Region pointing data
+++++
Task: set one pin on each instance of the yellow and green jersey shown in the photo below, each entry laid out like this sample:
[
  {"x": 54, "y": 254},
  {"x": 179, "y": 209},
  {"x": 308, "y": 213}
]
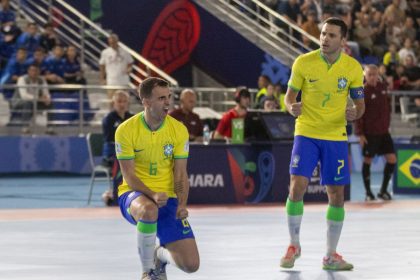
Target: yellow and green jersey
[
  {"x": 153, "y": 152},
  {"x": 325, "y": 88}
]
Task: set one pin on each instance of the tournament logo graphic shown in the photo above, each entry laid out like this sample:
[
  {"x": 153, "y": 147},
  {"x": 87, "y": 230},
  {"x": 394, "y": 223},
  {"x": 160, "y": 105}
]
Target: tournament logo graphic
[
  {"x": 409, "y": 168},
  {"x": 342, "y": 83},
  {"x": 168, "y": 150}
]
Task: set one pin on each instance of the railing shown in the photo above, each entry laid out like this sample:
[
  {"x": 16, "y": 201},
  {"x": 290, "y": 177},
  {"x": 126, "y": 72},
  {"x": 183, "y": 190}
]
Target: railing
[
  {"x": 286, "y": 40},
  {"x": 217, "y": 99},
  {"x": 74, "y": 101},
  {"x": 75, "y": 29}
]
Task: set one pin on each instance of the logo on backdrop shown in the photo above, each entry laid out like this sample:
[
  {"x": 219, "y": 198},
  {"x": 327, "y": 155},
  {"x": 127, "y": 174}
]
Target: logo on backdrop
[
  {"x": 173, "y": 36},
  {"x": 409, "y": 168}
]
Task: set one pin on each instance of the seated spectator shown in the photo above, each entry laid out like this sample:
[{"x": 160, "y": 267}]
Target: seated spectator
[
  {"x": 110, "y": 124},
  {"x": 15, "y": 68},
  {"x": 224, "y": 128},
  {"x": 407, "y": 50},
  {"x": 391, "y": 59},
  {"x": 72, "y": 70},
  {"x": 30, "y": 40},
  {"x": 40, "y": 60},
  {"x": 411, "y": 76},
  {"x": 311, "y": 27},
  {"x": 7, "y": 16},
  {"x": 263, "y": 82},
  {"x": 409, "y": 30},
  {"x": 49, "y": 39},
  {"x": 270, "y": 104},
  {"x": 24, "y": 97},
  {"x": 55, "y": 66},
  {"x": 185, "y": 114}
]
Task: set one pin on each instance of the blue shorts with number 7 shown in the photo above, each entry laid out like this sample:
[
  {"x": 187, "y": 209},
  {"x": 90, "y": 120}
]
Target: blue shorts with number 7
[
  {"x": 169, "y": 228},
  {"x": 333, "y": 156}
]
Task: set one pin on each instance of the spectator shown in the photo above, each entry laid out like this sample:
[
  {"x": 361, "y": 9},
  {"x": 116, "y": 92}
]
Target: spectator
[
  {"x": 24, "y": 98},
  {"x": 49, "y": 39},
  {"x": 15, "y": 68},
  {"x": 263, "y": 82},
  {"x": 40, "y": 60},
  {"x": 391, "y": 59},
  {"x": 395, "y": 12},
  {"x": 185, "y": 114},
  {"x": 224, "y": 128},
  {"x": 373, "y": 131},
  {"x": 115, "y": 65},
  {"x": 72, "y": 71},
  {"x": 270, "y": 104},
  {"x": 110, "y": 123},
  {"x": 7, "y": 16},
  {"x": 311, "y": 27},
  {"x": 407, "y": 50},
  {"x": 411, "y": 76},
  {"x": 30, "y": 40},
  {"x": 409, "y": 30},
  {"x": 269, "y": 94},
  {"x": 55, "y": 66}
]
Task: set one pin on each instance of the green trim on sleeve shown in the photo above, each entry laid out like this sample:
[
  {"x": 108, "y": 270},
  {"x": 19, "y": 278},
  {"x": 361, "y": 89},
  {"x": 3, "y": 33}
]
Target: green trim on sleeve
[
  {"x": 125, "y": 158},
  {"x": 295, "y": 89}
]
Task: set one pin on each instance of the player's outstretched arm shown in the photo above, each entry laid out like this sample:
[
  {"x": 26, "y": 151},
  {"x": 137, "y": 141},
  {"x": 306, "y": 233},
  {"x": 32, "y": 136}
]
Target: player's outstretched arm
[
  {"x": 181, "y": 187},
  {"x": 355, "y": 112},
  {"x": 293, "y": 107}
]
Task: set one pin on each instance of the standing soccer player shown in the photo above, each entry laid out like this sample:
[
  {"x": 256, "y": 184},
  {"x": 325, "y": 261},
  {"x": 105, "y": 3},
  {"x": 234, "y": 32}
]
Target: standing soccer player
[
  {"x": 325, "y": 77},
  {"x": 152, "y": 148}
]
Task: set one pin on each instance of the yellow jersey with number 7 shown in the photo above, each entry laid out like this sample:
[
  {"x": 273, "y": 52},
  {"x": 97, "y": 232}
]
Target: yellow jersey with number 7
[{"x": 324, "y": 90}]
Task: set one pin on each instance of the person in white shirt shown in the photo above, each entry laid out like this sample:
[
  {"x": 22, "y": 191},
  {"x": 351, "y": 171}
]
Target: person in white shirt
[{"x": 115, "y": 65}]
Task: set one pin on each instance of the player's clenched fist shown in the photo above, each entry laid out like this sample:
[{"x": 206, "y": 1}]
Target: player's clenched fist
[
  {"x": 296, "y": 109},
  {"x": 160, "y": 198}
]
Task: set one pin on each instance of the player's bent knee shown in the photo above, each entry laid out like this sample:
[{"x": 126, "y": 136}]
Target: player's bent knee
[
  {"x": 147, "y": 211},
  {"x": 192, "y": 266}
]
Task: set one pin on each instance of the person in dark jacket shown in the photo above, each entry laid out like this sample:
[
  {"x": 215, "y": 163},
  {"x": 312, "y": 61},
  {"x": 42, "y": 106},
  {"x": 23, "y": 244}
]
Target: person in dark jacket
[{"x": 373, "y": 131}]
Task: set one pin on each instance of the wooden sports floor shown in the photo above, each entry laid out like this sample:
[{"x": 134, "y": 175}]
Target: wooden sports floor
[{"x": 52, "y": 240}]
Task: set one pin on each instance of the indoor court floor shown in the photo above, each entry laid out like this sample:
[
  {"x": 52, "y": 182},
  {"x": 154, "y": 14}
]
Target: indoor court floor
[{"x": 47, "y": 233}]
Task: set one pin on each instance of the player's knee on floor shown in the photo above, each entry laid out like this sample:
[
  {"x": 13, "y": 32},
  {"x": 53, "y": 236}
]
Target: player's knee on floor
[
  {"x": 191, "y": 266},
  {"x": 147, "y": 211}
]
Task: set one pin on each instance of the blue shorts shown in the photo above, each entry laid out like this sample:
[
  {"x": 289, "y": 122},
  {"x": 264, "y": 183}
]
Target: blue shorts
[
  {"x": 169, "y": 228},
  {"x": 333, "y": 156}
]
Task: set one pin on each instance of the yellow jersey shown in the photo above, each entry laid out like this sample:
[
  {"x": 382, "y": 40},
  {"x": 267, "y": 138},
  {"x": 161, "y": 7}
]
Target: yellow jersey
[
  {"x": 153, "y": 152},
  {"x": 325, "y": 88}
]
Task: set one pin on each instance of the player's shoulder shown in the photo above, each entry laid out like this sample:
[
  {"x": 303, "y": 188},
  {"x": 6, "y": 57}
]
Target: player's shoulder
[
  {"x": 350, "y": 62},
  {"x": 130, "y": 122},
  {"x": 174, "y": 122},
  {"x": 310, "y": 56}
]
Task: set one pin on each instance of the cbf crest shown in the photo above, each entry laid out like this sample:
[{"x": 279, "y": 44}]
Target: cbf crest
[
  {"x": 168, "y": 150},
  {"x": 342, "y": 83}
]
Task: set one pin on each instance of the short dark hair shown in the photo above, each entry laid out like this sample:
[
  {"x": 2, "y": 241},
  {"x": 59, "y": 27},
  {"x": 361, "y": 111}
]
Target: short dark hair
[
  {"x": 339, "y": 22},
  {"x": 147, "y": 86}
]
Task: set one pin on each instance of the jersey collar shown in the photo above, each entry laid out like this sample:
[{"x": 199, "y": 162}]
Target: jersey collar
[
  {"x": 326, "y": 61},
  {"x": 143, "y": 121}
]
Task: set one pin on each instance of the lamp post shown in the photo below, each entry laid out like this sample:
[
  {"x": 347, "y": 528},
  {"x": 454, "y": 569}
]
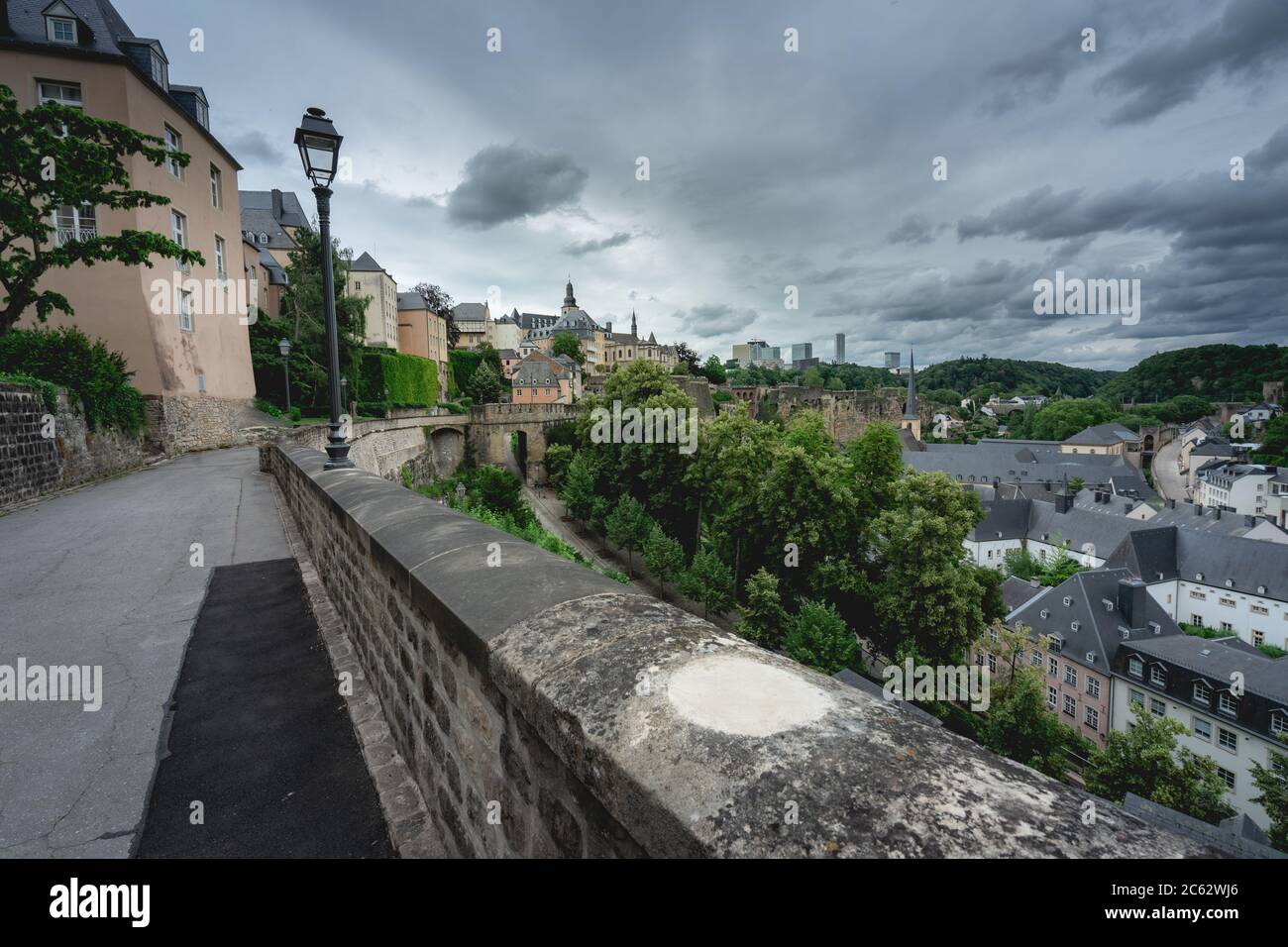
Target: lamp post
[
  {"x": 284, "y": 348},
  {"x": 320, "y": 149}
]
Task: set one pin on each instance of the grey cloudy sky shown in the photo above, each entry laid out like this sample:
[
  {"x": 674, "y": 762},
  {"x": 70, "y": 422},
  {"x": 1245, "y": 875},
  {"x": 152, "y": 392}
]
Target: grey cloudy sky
[{"x": 513, "y": 169}]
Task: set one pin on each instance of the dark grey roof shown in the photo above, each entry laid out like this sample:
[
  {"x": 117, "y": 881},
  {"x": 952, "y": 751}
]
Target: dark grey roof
[
  {"x": 1090, "y": 631},
  {"x": 1219, "y": 659},
  {"x": 1250, "y": 565},
  {"x": 366, "y": 264},
  {"x": 1026, "y": 462},
  {"x": 1103, "y": 436},
  {"x": 1018, "y": 591},
  {"x": 539, "y": 371},
  {"x": 103, "y": 35},
  {"x": 1236, "y": 835},
  {"x": 870, "y": 686}
]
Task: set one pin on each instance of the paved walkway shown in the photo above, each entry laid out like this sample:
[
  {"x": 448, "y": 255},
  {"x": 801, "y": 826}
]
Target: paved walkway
[{"x": 102, "y": 577}]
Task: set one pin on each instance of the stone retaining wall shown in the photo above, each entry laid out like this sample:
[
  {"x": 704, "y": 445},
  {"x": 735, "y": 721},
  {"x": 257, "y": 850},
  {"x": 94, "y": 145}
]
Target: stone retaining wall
[
  {"x": 544, "y": 710},
  {"x": 33, "y": 464}
]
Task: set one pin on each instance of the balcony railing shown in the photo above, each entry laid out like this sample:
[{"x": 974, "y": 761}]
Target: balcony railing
[{"x": 64, "y": 235}]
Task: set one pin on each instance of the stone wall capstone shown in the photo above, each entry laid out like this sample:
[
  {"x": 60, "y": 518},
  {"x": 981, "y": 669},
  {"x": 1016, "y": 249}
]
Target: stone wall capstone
[
  {"x": 545, "y": 710},
  {"x": 33, "y": 464}
]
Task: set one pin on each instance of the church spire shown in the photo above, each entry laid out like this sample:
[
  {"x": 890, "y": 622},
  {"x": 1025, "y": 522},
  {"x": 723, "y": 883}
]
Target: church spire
[{"x": 910, "y": 410}]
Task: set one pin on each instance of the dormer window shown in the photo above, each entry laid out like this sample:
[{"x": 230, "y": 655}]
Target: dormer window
[{"x": 62, "y": 30}]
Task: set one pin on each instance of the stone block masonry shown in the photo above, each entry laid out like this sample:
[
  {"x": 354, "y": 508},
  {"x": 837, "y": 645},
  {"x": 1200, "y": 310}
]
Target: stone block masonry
[
  {"x": 33, "y": 464},
  {"x": 545, "y": 711}
]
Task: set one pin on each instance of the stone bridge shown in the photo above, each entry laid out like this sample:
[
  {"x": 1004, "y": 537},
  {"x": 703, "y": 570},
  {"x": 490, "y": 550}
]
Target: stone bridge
[{"x": 433, "y": 446}]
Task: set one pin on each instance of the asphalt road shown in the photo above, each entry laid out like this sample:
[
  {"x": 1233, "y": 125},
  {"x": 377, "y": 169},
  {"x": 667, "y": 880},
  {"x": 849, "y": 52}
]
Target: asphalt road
[{"x": 103, "y": 578}]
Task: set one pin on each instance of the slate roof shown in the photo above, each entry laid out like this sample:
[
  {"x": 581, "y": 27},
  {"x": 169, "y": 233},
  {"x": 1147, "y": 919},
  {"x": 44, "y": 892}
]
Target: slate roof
[
  {"x": 366, "y": 264},
  {"x": 1095, "y": 641},
  {"x": 1018, "y": 591},
  {"x": 1219, "y": 659},
  {"x": 1026, "y": 462},
  {"x": 103, "y": 35},
  {"x": 1180, "y": 553},
  {"x": 1103, "y": 436},
  {"x": 870, "y": 686}
]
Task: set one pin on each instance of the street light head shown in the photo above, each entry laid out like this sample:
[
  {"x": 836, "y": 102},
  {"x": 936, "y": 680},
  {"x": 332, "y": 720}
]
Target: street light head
[{"x": 320, "y": 147}]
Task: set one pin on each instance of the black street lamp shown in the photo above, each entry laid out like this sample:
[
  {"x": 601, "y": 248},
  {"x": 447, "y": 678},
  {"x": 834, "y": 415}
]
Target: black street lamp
[
  {"x": 320, "y": 150},
  {"x": 284, "y": 348}
]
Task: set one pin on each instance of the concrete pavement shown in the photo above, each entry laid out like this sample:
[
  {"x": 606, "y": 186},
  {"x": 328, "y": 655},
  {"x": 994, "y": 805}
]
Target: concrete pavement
[{"x": 103, "y": 577}]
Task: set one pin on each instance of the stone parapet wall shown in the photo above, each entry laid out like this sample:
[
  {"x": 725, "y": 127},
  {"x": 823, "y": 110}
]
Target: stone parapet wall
[
  {"x": 183, "y": 423},
  {"x": 33, "y": 464},
  {"x": 545, "y": 710}
]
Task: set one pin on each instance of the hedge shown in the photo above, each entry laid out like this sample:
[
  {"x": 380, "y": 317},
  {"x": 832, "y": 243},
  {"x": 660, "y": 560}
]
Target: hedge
[
  {"x": 67, "y": 357},
  {"x": 398, "y": 377}
]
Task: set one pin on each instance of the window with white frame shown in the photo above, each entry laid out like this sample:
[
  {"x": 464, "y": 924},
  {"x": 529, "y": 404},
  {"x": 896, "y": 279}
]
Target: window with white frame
[
  {"x": 60, "y": 30},
  {"x": 179, "y": 235},
  {"x": 1228, "y": 777},
  {"x": 63, "y": 93},
  {"x": 172, "y": 144},
  {"x": 75, "y": 223}
]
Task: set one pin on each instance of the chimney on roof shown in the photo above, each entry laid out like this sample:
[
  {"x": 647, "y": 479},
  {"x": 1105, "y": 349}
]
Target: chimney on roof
[{"x": 1132, "y": 595}]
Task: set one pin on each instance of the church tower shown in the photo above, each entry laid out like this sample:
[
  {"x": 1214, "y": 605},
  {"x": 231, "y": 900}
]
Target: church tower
[{"x": 911, "y": 416}]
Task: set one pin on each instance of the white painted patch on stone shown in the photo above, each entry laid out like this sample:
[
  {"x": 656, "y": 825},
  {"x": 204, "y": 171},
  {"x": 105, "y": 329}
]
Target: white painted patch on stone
[{"x": 734, "y": 693}]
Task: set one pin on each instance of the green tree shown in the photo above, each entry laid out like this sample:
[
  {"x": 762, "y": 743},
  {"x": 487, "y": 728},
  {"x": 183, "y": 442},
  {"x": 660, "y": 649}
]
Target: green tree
[
  {"x": 818, "y": 637},
  {"x": 484, "y": 384},
  {"x": 927, "y": 596},
  {"x": 763, "y": 615},
  {"x": 709, "y": 581},
  {"x": 1145, "y": 761},
  {"x": 579, "y": 488},
  {"x": 715, "y": 371},
  {"x": 1274, "y": 797},
  {"x": 55, "y": 157},
  {"x": 629, "y": 526},
  {"x": 664, "y": 557},
  {"x": 557, "y": 460},
  {"x": 567, "y": 344}
]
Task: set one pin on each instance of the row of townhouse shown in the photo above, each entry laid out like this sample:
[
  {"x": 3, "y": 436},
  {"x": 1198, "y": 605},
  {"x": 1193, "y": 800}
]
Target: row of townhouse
[
  {"x": 183, "y": 330},
  {"x": 1108, "y": 648}
]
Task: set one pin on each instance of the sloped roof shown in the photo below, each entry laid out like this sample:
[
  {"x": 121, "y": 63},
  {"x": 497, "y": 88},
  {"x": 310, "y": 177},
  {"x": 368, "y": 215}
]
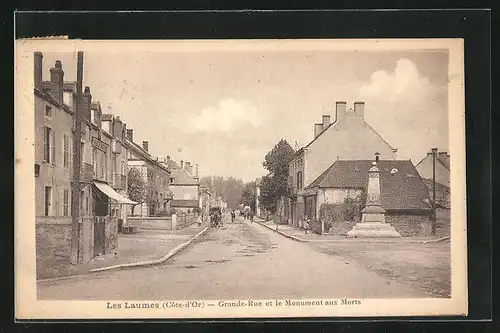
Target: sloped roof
[
  {"x": 403, "y": 189},
  {"x": 184, "y": 203}
]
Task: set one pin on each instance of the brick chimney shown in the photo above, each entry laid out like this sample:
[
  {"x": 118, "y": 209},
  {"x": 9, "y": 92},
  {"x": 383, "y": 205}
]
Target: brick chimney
[
  {"x": 318, "y": 128},
  {"x": 86, "y": 103},
  {"x": 340, "y": 110},
  {"x": 359, "y": 110},
  {"x": 326, "y": 121},
  {"x": 38, "y": 69},
  {"x": 130, "y": 134},
  {"x": 57, "y": 82}
]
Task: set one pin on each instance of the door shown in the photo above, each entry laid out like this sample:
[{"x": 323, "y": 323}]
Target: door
[{"x": 99, "y": 236}]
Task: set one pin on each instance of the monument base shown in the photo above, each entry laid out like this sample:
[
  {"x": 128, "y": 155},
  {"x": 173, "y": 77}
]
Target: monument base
[{"x": 373, "y": 230}]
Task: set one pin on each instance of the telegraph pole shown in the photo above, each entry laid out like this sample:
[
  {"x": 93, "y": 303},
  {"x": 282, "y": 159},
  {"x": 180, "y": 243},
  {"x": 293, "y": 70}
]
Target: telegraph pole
[
  {"x": 434, "y": 151},
  {"x": 77, "y": 162}
]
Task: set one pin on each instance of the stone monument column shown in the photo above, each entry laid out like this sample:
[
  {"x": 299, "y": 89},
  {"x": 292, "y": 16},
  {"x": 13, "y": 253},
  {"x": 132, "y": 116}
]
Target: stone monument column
[{"x": 373, "y": 215}]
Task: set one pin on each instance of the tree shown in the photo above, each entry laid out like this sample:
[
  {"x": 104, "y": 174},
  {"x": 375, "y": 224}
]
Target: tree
[
  {"x": 275, "y": 184},
  {"x": 249, "y": 195},
  {"x": 135, "y": 186}
]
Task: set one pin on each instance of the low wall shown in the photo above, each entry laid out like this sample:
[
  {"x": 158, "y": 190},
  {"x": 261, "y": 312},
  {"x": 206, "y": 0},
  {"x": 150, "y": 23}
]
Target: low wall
[
  {"x": 155, "y": 223},
  {"x": 410, "y": 225}
]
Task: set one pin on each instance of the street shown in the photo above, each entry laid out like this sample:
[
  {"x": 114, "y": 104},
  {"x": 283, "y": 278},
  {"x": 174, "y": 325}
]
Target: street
[{"x": 239, "y": 261}]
+++++
## What needs to be done
Every line holding the word "below" should be copied out of the records above.

## Response box
Task: set one pin on each instance of the yellow and green jersey shown in the photo below, each entry laid out like this sample:
Task: set one pin on each instance of the lamp post shown in the photo below, each entry laid out like this sample:
Task: set one pin on each instance of the sloped roof shown in the photo below, each entry laid out like this sample:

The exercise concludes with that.